## Direction
Locate every line below that contains the string "covered" and copy each one. Case counts.

## Data shown
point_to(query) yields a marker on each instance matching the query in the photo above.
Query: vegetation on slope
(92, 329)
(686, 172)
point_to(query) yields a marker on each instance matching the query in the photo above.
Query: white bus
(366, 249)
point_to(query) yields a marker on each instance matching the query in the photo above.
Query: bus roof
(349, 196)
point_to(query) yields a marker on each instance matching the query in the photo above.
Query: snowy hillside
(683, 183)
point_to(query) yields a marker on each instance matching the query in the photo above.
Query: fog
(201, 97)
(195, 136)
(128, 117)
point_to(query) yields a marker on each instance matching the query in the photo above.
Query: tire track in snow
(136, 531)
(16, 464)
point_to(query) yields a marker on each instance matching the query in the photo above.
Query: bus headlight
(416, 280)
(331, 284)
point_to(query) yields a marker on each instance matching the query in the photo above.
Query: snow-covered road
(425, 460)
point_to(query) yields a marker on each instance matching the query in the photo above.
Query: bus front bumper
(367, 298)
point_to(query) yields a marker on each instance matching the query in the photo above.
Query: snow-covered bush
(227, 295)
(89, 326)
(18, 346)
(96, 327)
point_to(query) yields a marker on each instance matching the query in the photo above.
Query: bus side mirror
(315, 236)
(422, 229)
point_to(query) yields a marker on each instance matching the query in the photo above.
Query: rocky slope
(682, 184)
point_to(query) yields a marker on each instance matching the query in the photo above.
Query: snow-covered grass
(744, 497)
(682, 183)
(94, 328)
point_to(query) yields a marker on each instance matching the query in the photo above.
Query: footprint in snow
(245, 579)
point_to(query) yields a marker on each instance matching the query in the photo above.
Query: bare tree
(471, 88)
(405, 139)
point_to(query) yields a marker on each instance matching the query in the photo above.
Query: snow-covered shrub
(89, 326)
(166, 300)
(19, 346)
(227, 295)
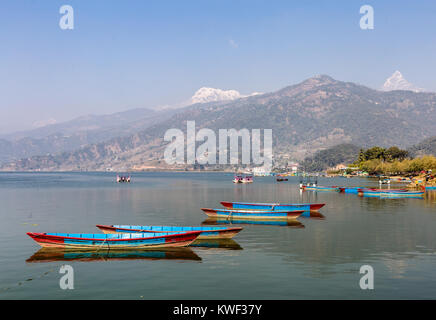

## Result for this task
Query: snow-covered road
Query: snow-covered bush
Query: snow-covered grass
Query: snow-covered shrub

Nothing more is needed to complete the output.